과제 설명: 아래 목록에서 "clicks"라는 문자열이 들어 있는 줄을 세어 그 개수만 쓰세요. 대소문자는 구분합니다.

데이터 발췌:
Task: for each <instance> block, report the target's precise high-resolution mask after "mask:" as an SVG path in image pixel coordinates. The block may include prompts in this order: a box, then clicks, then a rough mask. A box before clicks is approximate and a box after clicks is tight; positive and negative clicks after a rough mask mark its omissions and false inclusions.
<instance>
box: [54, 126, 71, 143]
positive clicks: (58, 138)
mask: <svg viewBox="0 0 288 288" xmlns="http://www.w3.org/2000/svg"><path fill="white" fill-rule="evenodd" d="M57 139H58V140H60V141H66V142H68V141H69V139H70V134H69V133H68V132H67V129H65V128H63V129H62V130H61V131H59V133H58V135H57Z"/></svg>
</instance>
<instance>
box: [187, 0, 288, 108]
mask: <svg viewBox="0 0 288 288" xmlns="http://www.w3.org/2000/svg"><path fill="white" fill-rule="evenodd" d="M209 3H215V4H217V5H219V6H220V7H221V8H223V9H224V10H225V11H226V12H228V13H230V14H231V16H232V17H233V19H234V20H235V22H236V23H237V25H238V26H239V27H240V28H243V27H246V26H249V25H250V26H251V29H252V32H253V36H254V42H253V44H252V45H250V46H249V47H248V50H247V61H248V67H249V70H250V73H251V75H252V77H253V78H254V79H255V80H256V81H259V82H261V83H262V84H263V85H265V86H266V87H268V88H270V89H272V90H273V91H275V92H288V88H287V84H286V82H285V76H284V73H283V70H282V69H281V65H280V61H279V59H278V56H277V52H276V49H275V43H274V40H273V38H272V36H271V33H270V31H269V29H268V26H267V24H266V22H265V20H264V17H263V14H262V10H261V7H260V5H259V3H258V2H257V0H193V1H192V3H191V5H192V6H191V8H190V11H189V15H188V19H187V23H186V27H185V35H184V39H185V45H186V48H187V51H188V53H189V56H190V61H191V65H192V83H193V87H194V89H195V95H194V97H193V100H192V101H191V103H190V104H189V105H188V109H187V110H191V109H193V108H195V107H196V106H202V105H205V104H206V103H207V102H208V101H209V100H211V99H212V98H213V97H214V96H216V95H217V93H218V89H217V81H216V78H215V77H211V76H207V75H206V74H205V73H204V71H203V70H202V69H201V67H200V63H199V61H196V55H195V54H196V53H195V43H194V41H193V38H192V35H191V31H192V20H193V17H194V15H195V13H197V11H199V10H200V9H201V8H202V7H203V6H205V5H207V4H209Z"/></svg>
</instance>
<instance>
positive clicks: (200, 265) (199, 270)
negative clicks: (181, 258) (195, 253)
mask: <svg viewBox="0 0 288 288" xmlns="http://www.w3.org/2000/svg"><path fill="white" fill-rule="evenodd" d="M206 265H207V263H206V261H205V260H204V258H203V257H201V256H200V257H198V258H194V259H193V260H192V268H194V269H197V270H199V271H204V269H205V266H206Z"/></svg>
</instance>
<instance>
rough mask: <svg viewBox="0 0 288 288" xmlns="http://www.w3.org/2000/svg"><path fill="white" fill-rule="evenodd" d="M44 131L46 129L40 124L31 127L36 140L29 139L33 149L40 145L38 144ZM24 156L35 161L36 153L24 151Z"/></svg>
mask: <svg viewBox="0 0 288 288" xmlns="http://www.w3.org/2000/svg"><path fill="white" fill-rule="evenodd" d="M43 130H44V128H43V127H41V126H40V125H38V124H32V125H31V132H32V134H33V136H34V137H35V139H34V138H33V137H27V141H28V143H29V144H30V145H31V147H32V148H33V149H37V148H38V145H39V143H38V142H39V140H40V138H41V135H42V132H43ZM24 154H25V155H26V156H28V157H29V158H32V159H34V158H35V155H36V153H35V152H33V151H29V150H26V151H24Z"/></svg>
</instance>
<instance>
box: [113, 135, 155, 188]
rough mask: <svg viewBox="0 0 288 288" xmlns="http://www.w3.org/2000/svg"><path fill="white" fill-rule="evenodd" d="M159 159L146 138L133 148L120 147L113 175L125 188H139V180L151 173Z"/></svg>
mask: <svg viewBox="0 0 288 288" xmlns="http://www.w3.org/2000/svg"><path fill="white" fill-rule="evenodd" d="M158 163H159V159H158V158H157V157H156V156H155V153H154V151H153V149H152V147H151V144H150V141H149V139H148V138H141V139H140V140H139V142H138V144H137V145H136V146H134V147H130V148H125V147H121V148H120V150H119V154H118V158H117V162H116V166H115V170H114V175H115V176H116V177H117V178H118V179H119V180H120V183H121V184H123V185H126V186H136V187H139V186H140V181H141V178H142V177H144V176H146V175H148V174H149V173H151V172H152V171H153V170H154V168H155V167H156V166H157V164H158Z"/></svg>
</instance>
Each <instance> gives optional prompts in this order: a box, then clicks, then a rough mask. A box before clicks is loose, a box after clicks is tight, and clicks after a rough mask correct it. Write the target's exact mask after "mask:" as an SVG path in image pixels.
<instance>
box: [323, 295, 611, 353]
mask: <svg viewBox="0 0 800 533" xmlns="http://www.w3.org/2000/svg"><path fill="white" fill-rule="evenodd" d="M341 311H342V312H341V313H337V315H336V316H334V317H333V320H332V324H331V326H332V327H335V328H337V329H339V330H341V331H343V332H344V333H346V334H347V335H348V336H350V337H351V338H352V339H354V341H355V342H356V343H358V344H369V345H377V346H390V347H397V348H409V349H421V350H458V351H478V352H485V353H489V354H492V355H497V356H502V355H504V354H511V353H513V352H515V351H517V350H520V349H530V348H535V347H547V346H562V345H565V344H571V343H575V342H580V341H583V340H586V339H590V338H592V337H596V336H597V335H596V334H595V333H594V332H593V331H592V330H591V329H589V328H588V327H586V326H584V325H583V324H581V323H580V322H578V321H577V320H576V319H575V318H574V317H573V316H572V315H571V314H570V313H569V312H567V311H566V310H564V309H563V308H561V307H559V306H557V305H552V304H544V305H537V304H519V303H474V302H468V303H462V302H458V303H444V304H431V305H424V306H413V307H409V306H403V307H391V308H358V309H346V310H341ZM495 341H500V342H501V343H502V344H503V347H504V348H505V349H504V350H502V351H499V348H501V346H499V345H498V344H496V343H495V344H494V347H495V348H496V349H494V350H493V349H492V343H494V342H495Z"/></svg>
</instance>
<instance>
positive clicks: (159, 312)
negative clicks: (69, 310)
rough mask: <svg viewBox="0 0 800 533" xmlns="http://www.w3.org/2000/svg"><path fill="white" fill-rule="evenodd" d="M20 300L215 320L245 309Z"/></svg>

나의 풀이: 7